_Stated problem:_
Transcribe the material in full. Nothing should differ except that the pictures are left out.

══════

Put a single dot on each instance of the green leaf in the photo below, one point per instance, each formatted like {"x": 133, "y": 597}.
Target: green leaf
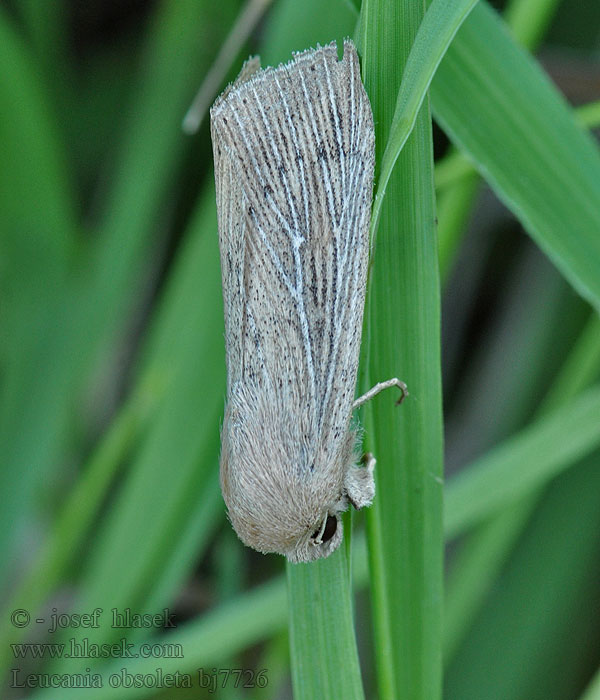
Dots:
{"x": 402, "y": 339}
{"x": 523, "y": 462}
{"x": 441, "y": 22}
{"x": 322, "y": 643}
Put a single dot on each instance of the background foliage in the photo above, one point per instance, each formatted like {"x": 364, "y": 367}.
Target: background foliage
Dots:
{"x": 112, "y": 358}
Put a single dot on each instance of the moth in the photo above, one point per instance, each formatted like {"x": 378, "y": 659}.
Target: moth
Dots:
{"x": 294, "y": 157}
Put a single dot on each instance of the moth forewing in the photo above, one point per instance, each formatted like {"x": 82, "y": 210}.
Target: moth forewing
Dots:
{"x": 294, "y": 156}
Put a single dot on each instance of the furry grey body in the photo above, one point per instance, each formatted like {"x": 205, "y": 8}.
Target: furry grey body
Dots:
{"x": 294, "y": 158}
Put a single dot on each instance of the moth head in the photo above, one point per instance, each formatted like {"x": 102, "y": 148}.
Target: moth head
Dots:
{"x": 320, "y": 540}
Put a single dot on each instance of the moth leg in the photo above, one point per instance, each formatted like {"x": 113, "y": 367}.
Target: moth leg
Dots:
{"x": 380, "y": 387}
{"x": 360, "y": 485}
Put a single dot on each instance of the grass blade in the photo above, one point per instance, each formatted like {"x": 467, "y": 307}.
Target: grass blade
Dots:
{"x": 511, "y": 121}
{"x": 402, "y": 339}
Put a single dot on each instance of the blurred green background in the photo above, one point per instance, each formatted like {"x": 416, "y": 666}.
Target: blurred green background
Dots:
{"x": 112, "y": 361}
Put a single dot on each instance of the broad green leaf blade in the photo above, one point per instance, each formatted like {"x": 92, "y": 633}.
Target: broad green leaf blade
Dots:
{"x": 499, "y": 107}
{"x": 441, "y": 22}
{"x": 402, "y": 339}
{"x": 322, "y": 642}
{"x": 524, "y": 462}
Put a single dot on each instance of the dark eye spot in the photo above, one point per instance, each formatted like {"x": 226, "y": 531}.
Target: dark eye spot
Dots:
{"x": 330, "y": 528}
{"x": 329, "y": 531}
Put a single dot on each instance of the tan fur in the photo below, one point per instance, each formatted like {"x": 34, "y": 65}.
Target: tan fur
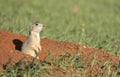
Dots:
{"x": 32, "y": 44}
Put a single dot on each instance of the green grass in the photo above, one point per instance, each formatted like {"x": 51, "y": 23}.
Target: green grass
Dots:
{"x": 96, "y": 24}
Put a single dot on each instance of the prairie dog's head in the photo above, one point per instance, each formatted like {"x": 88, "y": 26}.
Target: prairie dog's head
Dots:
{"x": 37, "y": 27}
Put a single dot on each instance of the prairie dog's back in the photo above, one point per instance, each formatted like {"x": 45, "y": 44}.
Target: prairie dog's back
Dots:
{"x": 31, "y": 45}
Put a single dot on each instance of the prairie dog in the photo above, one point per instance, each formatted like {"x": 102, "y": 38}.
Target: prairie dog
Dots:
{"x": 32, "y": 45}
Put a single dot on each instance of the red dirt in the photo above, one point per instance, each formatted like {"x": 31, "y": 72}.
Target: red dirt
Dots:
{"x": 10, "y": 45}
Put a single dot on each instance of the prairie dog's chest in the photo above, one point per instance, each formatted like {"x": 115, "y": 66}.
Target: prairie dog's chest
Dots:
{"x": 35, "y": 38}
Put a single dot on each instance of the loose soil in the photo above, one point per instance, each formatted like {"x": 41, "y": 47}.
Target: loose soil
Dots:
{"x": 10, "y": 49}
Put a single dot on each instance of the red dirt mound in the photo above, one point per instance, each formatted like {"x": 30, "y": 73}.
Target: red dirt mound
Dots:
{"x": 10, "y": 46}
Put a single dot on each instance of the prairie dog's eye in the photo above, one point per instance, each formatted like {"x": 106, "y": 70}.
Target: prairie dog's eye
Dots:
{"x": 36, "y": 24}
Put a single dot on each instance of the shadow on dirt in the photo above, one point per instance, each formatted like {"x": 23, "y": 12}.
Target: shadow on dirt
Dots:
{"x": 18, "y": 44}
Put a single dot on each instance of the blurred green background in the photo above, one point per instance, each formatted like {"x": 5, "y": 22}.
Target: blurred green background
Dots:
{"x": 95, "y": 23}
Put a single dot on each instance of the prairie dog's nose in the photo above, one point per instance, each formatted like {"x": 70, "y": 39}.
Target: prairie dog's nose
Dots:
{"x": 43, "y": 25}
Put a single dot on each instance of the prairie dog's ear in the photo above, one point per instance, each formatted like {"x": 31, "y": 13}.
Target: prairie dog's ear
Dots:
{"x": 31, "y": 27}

══════

_Correct output:_
Put a single dot on each instance of the green leaf in the photo below, one point per instance, each formatted like {"x": 133, "y": 597}.
Target: green leaf
Dots:
{"x": 402, "y": 339}
{"x": 523, "y": 462}
{"x": 441, "y": 22}
{"x": 322, "y": 643}
Put a single dot on each instance of the background foliage in the photo above, one point per instance, each formatted like {"x": 364, "y": 367}.
Target: background foliage
Dots:
{"x": 112, "y": 358}
Put a single dot on each instance of the moth in the photo above, one point per instance, each formatted like {"x": 378, "y": 659}.
Target: moth
Dots:
{"x": 294, "y": 157}
Put a single dot on each instance of the moth forewing in the photo above, one point per instance, each formatted like {"x": 82, "y": 210}.
Target: moth forewing
Dots:
{"x": 294, "y": 156}
Put a single dot on each instance of the furry grey body in the photo above, one point per instance, each formatted like {"x": 205, "y": 8}.
Target: furry grey body
Dots:
{"x": 294, "y": 158}
Put a single dot on each instance of the moth head in the photo above, one point per instance, each formatted like {"x": 102, "y": 148}.
Target: moth head
Dots:
{"x": 320, "y": 540}
Put a single dot on each instance of the moth leg in the photo above, one point per instance, each formatted like {"x": 113, "y": 367}.
Target: moth leg
Dots:
{"x": 380, "y": 387}
{"x": 360, "y": 485}
Put a single dot on each instance of the grass blade in the photo above, one point per instance, each formatted like {"x": 467, "y": 307}.
Target: grass blade
Dots:
{"x": 511, "y": 121}
{"x": 402, "y": 339}
Put a single dot on each instance of the blurred green background in the photo above, one point per instance, each formatted like {"x": 416, "y": 666}.
Target: blurred green background
Dots:
{"x": 112, "y": 361}
Put a single dot on each instance of the broad green leaf blade in the photo above, one point per instance, each formatted like {"x": 92, "y": 633}.
Target: broad green leaf blade
Dots:
{"x": 499, "y": 107}
{"x": 441, "y": 22}
{"x": 402, "y": 339}
{"x": 322, "y": 642}
{"x": 524, "y": 462}
Put a single dot on each instance of the dark eye spot in the photo above, one point per instance, each formatted like {"x": 226, "y": 531}.
Target: dark eye spot
Dots:
{"x": 330, "y": 528}
{"x": 329, "y": 531}
Put a single dot on each instance of the tan fur in the photo below, one point per instance, each formatted like {"x": 34, "y": 65}.
Target: tan fur
Dots:
{"x": 32, "y": 44}
Put a single dot on each instance of the green grass in the photo above, one point per instance, each formatted like {"x": 51, "y": 23}.
Target: green grass
Dots:
{"x": 96, "y": 24}
Put a single dot on each instance of the prairie dog's head in the photo above, one point per instance, each formatted like {"x": 88, "y": 26}.
Target: prairie dog's head
Dots:
{"x": 37, "y": 27}
Put a single dot on each instance of the prairie dog's back in the photo above, one point per instance, each formatted like {"x": 45, "y": 44}.
Target: prairie dog's back
Dots:
{"x": 31, "y": 45}
Put a single dot on each instance of the prairie dog in the photo above, one point per instance, each formatted like {"x": 102, "y": 38}.
Target: prairie dog
Dots:
{"x": 32, "y": 45}
Put a single dot on each instance of the red dirt in the photo above, one point per instance, each formatted like {"x": 31, "y": 72}.
Target: red dirt
Dots:
{"x": 10, "y": 45}
Put a single dot on each instance of the prairie dog's chest in the photo above, one point per instance, each formatted like {"x": 115, "y": 66}.
Target: prairie dog's chest
Dots:
{"x": 35, "y": 38}
Put a single dot on each instance of the loose soil in the photo above, one point per instance, each formatted like {"x": 41, "y": 47}.
Target: loose soil
Dots:
{"x": 10, "y": 49}
Put a single dot on each instance of the red dirt mound in the photo above, one point per instance, each formatted like {"x": 30, "y": 73}.
Target: red dirt mound
Dots:
{"x": 10, "y": 46}
Put a single dot on each instance of the prairie dog's eye in the photo above, one point per instance, each formatted like {"x": 106, "y": 70}.
Target: prairie dog's eye
Dots:
{"x": 36, "y": 24}
Put a single dot on each instance of the shadow on dirt in the photo above, one point per instance, each formatted like {"x": 23, "y": 12}.
Target: shadow on dirt
Dots:
{"x": 18, "y": 44}
Put a single dot on each instance of the blurred green background in the photo above, one point per instance, each formatted like {"x": 5, "y": 22}.
Target: blurred green background
Dots:
{"x": 95, "y": 23}
Put a single dot on each instance of the prairie dog's nose in the photo above, one point per instance, each formatted like {"x": 70, "y": 39}.
Target: prairie dog's nose
Dots:
{"x": 43, "y": 25}
Put a single dot on each instance of the prairie dog's ear in the photo above, one point per instance, each formatted like {"x": 31, "y": 13}.
Target: prairie dog's ear
Dots:
{"x": 31, "y": 27}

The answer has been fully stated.